Given instruction:
Return all the entries exactly, keeping pictures out.

---

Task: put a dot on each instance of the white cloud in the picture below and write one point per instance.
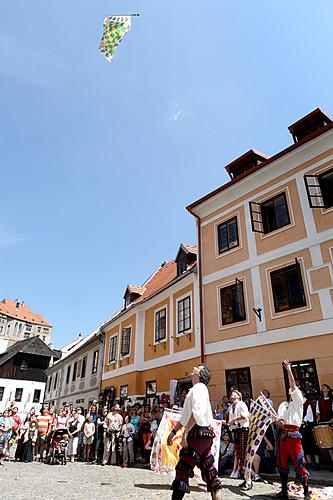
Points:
(177, 111)
(9, 237)
(28, 65)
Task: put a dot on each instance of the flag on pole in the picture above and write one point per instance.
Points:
(262, 415)
(115, 28)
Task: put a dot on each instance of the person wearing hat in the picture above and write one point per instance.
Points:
(196, 417)
(289, 439)
(113, 424)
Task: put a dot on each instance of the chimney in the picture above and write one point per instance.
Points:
(248, 160)
(315, 120)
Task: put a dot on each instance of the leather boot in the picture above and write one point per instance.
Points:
(307, 494)
(178, 495)
(216, 495)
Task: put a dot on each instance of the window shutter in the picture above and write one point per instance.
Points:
(239, 296)
(313, 189)
(299, 272)
(256, 217)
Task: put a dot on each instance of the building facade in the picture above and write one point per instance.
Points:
(18, 322)
(75, 378)
(22, 374)
(266, 253)
(155, 337)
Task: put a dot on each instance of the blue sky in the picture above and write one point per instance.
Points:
(99, 159)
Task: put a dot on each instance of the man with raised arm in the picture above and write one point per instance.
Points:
(196, 418)
(289, 442)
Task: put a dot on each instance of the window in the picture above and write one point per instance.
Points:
(270, 215)
(74, 372)
(320, 189)
(126, 341)
(95, 362)
(84, 367)
(18, 394)
(240, 379)
(181, 265)
(113, 349)
(275, 213)
(232, 303)
(160, 325)
(68, 374)
(184, 315)
(227, 233)
(36, 398)
(306, 377)
(287, 288)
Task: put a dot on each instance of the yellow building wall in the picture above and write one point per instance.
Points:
(265, 363)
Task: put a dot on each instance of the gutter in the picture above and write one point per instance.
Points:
(202, 339)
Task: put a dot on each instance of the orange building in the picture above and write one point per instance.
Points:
(265, 260)
(154, 338)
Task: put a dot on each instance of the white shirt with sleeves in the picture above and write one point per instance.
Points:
(197, 403)
(292, 413)
(239, 410)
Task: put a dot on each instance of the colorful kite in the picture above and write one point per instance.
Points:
(115, 28)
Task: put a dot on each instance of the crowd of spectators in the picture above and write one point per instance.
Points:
(124, 435)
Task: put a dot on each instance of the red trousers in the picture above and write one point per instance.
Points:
(291, 447)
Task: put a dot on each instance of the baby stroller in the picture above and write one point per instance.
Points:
(58, 450)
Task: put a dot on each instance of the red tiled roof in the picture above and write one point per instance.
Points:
(23, 313)
(190, 248)
(161, 277)
(135, 289)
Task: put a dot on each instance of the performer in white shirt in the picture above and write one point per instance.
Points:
(239, 425)
(197, 418)
(289, 442)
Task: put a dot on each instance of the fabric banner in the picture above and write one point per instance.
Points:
(262, 415)
(115, 28)
(164, 458)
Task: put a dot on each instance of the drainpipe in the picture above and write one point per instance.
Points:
(202, 340)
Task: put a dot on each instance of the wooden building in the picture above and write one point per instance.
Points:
(22, 373)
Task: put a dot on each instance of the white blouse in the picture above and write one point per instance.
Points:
(197, 403)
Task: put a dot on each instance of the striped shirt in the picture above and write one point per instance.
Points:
(43, 422)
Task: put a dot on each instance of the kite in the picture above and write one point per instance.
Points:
(115, 28)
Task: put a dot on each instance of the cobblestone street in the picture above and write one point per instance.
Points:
(82, 481)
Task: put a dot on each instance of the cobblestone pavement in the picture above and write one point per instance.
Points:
(84, 481)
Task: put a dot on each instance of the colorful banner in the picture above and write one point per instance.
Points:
(115, 28)
(262, 415)
(164, 458)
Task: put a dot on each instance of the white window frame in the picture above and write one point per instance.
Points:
(178, 299)
(113, 362)
(165, 306)
(121, 341)
(296, 310)
(236, 324)
(225, 218)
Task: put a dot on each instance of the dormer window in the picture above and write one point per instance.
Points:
(186, 256)
(132, 293)
(181, 266)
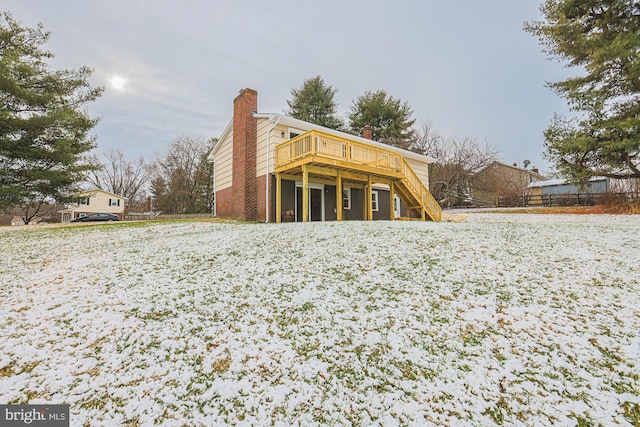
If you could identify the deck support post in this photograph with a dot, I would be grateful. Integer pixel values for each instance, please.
(392, 198)
(339, 201)
(368, 203)
(278, 197)
(305, 193)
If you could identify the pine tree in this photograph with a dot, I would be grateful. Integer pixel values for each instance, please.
(390, 118)
(315, 102)
(44, 126)
(601, 37)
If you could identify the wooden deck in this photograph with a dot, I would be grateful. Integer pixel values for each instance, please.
(329, 159)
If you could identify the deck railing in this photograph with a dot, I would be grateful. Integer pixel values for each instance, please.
(315, 143)
(320, 144)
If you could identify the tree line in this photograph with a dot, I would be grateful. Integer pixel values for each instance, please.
(45, 127)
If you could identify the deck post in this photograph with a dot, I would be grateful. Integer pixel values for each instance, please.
(392, 193)
(339, 201)
(278, 197)
(422, 208)
(368, 202)
(305, 193)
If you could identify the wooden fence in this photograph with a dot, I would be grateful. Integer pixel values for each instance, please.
(160, 217)
(575, 199)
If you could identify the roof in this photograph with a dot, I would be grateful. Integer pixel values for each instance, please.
(277, 118)
(96, 190)
(554, 182)
(528, 171)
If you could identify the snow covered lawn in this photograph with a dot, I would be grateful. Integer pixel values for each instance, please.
(500, 319)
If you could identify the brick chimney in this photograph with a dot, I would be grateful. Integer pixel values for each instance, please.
(245, 134)
(367, 132)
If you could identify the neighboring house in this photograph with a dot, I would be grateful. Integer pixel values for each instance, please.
(274, 168)
(93, 201)
(559, 191)
(500, 183)
(17, 221)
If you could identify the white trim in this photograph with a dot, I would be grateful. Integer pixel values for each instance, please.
(348, 190)
(377, 199)
(267, 178)
(306, 126)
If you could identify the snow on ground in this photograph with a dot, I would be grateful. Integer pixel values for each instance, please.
(500, 319)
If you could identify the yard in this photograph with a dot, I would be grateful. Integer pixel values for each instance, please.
(511, 319)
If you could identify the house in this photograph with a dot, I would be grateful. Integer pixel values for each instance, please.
(274, 168)
(503, 184)
(17, 221)
(93, 201)
(562, 192)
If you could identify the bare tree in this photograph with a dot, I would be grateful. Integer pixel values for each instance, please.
(182, 182)
(457, 159)
(119, 175)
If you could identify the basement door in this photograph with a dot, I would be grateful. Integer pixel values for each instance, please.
(316, 202)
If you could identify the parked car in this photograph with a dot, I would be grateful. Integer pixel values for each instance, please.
(97, 217)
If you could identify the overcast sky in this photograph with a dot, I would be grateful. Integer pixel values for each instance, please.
(467, 66)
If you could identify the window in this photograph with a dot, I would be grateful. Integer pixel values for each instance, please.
(396, 205)
(346, 198)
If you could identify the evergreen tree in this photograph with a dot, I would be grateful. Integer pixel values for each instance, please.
(315, 102)
(602, 37)
(44, 126)
(390, 118)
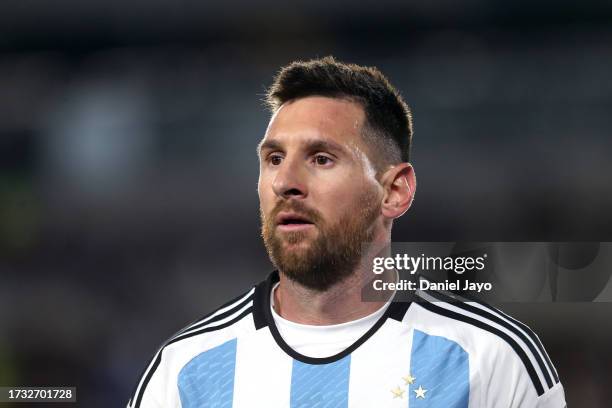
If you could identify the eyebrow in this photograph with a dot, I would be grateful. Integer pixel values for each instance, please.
(311, 144)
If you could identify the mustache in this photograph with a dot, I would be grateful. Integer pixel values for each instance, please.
(298, 207)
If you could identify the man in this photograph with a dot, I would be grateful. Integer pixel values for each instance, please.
(334, 175)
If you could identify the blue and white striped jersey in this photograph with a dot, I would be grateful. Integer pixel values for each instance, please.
(434, 352)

---

The answer:
Task: put a dot on each instance of the white cloud in the picture below and write one point per instance.
Points:
(177, 111)
(9, 237)
(28, 65)
Task: put a dot on each instance of the flag on pole in the picture above and write one point per instance.
Points:
(262, 415)
(115, 28)
Task: put a dot on each instance of the person wearing hat in the picture above and write one point per instance.
Points:
(196, 417)
(289, 439)
(113, 424)
Task: put a dot on each instance of the chimney in the picture above and write one point per instance.
Points:
(248, 160)
(315, 120)
Task: put a dot on each instance of the leather boot in the picture above and write one point per instance.
Points:
(307, 494)
(178, 495)
(216, 495)
Task: put a dot on each instance of the window shutter in the picture above and write one point per instance.
Points:
(239, 296)
(313, 189)
(299, 272)
(256, 217)
Task: put a dot on each instance of the building facade in the picture above and write one point per instance.
Points:
(18, 322)
(75, 378)
(22, 374)
(266, 253)
(155, 337)
Task: put a dot on each instance of the blue sky in the picture above and write one point per instance.
Points:
(99, 159)
Task: put a dot on each instance of the man with raised arm in the picture above and write one point per instance.
Points:
(196, 418)
(289, 442)
Task: put a dot on each instance of the window in the picture above and write one point per instance.
Points:
(270, 215)
(74, 372)
(320, 189)
(126, 341)
(95, 362)
(84, 367)
(18, 394)
(240, 379)
(181, 265)
(113, 349)
(275, 213)
(232, 303)
(160, 325)
(68, 374)
(184, 315)
(227, 233)
(36, 398)
(306, 377)
(287, 288)
Task: put a dot on each instance of the yellow building wall in the picture above and write one point per instance.
Points:
(265, 363)
Task: put a dot on each instance of the gutter in the picture above and write one point per instance.
Points:
(202, 339)
Task: put a dot on each instance of the orange building in the picture above and write one point per instance.
Points:
(265, 260)
(154, 338)
Task: put a dot on each instance of the white shirt with sleeves in the picture above and write one point per instance.
Points:
(197, 403)
(292, 413)
(239, 410)
Task: put a dot on each instance of the colorful kite in the picture above and write one point per instance.
Points:
(115, 28)
Task: put a dot on each instance of the crowd of spectators in the picture above and write one point per instance.
Points:
(124, 435)
Task: put a dot on each instance of the red trousers in the picture above and write one point per instance.
Points:
(291, 447)
Task: put a dot on each instance of the baby stroller in the picture above and write one point per instance.
Points:
(58, 450)
Task: put a dot on each instance of the red tiled roof in the picture above and write one point per instance.
Points:
(23, 313)
(190, 248)
(161, 277)
(135, 289)
Task: put a dot on each instance of the performer in white shirt in the picture above and write one point per instance.
Points:
(239, 425)
(197, 418)
(289, 442)
Task: put a dot on each instance of the fabric banner in the picture above and write one point per instance.
Points:
(262, 415)
(115, 28)
(164, 458)
Task: put a dot on each instance of the drainpipe in the picture above and write one point per instance.
Points:
(202, 340)
Task: put a dot on each instance of the wooden building in the picture above and write one point per instance.
Points:
(22, 373)
Task: put a dot on each instance of the white blouse in the picture above and write one point per instance.
Points:
(197, 403)
Task: put a dot on each instance of the striped shirt in the picture above and write one point per instance.
Points:
(43, 422)
Task: put a dot on each instance of the kite in the picture above and write one point per instance.
Points:
(115, 28)
Task: put a dot on each instance of the cobblestone street in the picture above and write one point per instance.
Points:
(82, 481)
Task: put a dot on each instance of the cobblestone pavement in the picture above and write one point per instance.
Points:
(84, 481)
Task: put a dot on each instance of the colorful banner in the picture above and write one point per instance.
Points:
(115, 28)
(262, 415)
(164, 458)
Task: put a dot on each instance of the white window frame in the picture above and write one point per instance.
Points:
(178, 299)
(113, 362)
(165, 306)
(121, 341)
(296, 310)
(236, 324)
(225, 218)
Task: put a dot on each instance of the dormer window in the picture above and write one point per instance.
Points:
(186, 256)
(132, 293)
(181, 266)
If you could identify the deck support post in this photograph with a dot, I would be grateful. Integer pixel values for each instance, please.
(392, 198)
(339, 201)
(368, 203)
(278, 197)
(305, 193)
If you could identify the pine tree in this photograph with a dot, I would be grateful. Integer pixel values for each instance, please.
(390, 118)
(315, 102)
(44, 126)
(601, 37)
If you could identify the wooden deck in this photograph with a dot, I would be grateful. Integer pixel values for each instance, please.
(329, 159)
If you could identify the deck railing in this photograph with a dot, I would be grateful. Integer pixel values for each instance, please.
(315, 143)
(320, 144)
If you could identify the tree line in this photograph with a dot, I would be grateful. Integer pixel values for each instance, please.
(45, 127)
If you could identify the deck post in this photograph with a dot, I would be grateful. Integer pixel values for each instance, please.
(392, 193)
(339, 201)
(278, 197)
(422, 208)
(368, 202)
(305, 193)
If you could identify the wooden fence in this photograph with a dot, I would be grateful. Integer pixel values for each instance, please.
(160, 217)
(575, 199)
If you could identify the roof in this photograph with a dot, I would be grateful. Integer pixel values for each instance, please.
(277, 118)
(96, 190)
(554, 182)
(528, 171)
If you could identify the snow covered lawn in this photograph with a dot, I would be grateful. Integer pixel values for each instance, please.
(500, 319)
If you could identify the brick chimney in this photograph with a dot, I would be grateful. Integer pixel values for each instance, please.
(245, 134)
(367, 132)
If you could identify the neighboring house in this photograph with a dot, I would be grateful. Integer pixel values for each instance, please.
(274, 168)
(93, 201)
(559, 191)
(500, 183)
(17, 221)
If you could identify the white trim in this photograph with a dot, I would be grateful. Integer pixel values for each instance, please.
(348, 190)
(377, 199)
(267, 178)
(306, 126)
If you could identify the snow on ground in this photograph with a dot, I would be grateful. Integer pixel values for each instance, please.
(500, 319)
If you could identify the yard in this photograph with a dot, I would be grateful. Integer pixel values for each instance, please.
(511, 319)
If you could identify the house in this photograph with a dot, I would be grateful. Integer pixel values for each instance, please.
(274, 168)
(503, 184)
(17, 221)
(93, 201)
(562, 192)
If you could identify the bare tree in this photograph with a dot, I would be grateful. Integer pixel values for each instance, please.
(182, 182)
(457, 159)
(119, 175)
If you could identify the basement door in this photograph with a dot, I would be grateful. Integer pixel values for each instance, please.
(316, 202)
If you could identify the parked car in this photograph with a dot, I would be grateful. Integer pixel values for each instance, please.
(97, 217)
If you could identify the overcast sky in this photograph with a dot, I would be grateful. Integer pixel values for each instance, please.
(467, 66)
If you could identify the window in this photograph with a dot, I would be grateful. Integer pixel values for each instance, please.
(396, 205)
(346, 198)
If you could identify the evergreen tree in this photograph with a dot, I would be grateful. Integer pixel values for each instance, please.
(315, 102)
(602, 37)
(44, 126)
(390, 118)
If you could identify the eyebrow in this photograph with a dot, I would be grateful. Integer pixel values for each instance, please.
(311, 144)
If you could identify the mustache in this photograph with a dot, I would be grateful. Integer pixel values for each instance, please.
(298, 207)
If you could identify the man in this photograph with a dot, I would be grateful. Integer pixel values for each instance, please.
(334, 175)
If you could identify the blue and white striped jersey in this photograph with a dot, I would be grateful. Integer pixel values for each instance, please.
(434, 352)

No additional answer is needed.